Stored data
───
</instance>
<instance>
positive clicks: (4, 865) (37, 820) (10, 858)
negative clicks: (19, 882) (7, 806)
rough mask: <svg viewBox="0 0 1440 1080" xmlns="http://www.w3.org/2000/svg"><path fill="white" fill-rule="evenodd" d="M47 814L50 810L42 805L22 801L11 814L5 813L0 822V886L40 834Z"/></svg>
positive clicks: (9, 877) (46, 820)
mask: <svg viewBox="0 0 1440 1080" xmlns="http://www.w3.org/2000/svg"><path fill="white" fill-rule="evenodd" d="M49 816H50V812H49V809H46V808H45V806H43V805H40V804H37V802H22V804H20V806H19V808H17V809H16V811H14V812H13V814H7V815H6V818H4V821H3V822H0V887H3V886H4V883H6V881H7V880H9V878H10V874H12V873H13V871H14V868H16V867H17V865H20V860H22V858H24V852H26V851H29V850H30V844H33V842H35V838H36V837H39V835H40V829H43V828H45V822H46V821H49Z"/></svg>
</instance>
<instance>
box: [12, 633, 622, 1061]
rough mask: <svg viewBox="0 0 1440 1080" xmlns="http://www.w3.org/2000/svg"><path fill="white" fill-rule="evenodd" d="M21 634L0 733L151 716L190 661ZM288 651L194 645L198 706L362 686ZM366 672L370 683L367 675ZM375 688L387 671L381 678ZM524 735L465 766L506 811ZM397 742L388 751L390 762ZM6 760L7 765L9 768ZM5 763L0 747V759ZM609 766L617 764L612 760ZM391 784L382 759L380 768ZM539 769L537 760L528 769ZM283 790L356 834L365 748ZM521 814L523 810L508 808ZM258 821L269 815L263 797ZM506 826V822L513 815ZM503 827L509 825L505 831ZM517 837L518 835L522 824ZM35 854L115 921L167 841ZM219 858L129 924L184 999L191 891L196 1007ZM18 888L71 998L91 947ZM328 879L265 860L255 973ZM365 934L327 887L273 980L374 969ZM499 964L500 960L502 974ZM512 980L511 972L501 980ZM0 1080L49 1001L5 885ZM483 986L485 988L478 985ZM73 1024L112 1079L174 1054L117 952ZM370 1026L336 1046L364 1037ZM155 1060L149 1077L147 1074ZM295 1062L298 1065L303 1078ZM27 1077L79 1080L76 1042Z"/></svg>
───
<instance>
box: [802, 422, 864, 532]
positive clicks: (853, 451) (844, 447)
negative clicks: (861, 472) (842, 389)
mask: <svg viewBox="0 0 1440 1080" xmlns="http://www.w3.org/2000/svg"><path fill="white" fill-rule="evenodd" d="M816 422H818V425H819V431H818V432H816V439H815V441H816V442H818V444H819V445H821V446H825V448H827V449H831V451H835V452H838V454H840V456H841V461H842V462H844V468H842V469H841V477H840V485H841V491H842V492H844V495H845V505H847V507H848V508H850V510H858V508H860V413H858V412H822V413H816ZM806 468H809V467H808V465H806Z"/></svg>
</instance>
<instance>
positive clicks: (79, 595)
───
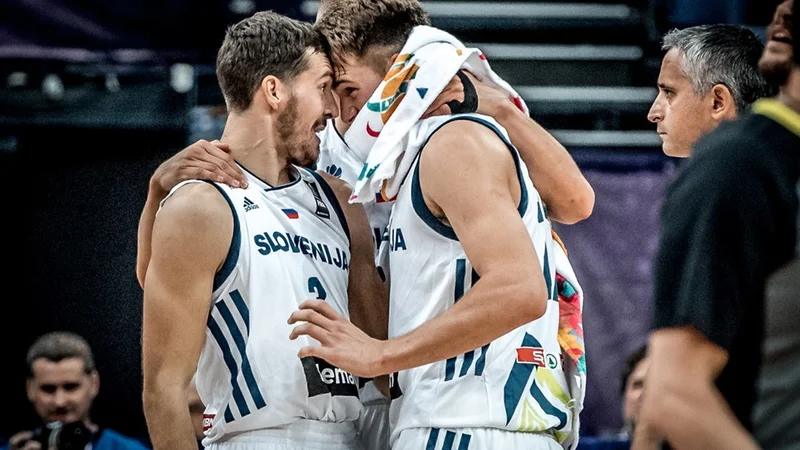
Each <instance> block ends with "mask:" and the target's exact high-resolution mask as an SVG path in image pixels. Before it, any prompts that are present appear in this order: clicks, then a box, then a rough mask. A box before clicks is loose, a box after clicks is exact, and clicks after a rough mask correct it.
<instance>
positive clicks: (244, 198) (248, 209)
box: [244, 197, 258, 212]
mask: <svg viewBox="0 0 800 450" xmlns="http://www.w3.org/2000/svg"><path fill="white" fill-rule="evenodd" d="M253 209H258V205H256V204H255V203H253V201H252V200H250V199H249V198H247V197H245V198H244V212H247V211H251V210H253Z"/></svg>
───
▶ [Task instructions]:
Report how many lines of the data above contain the string "negative", treating case as significant; give only the number.

▶ [Expected answer]:
2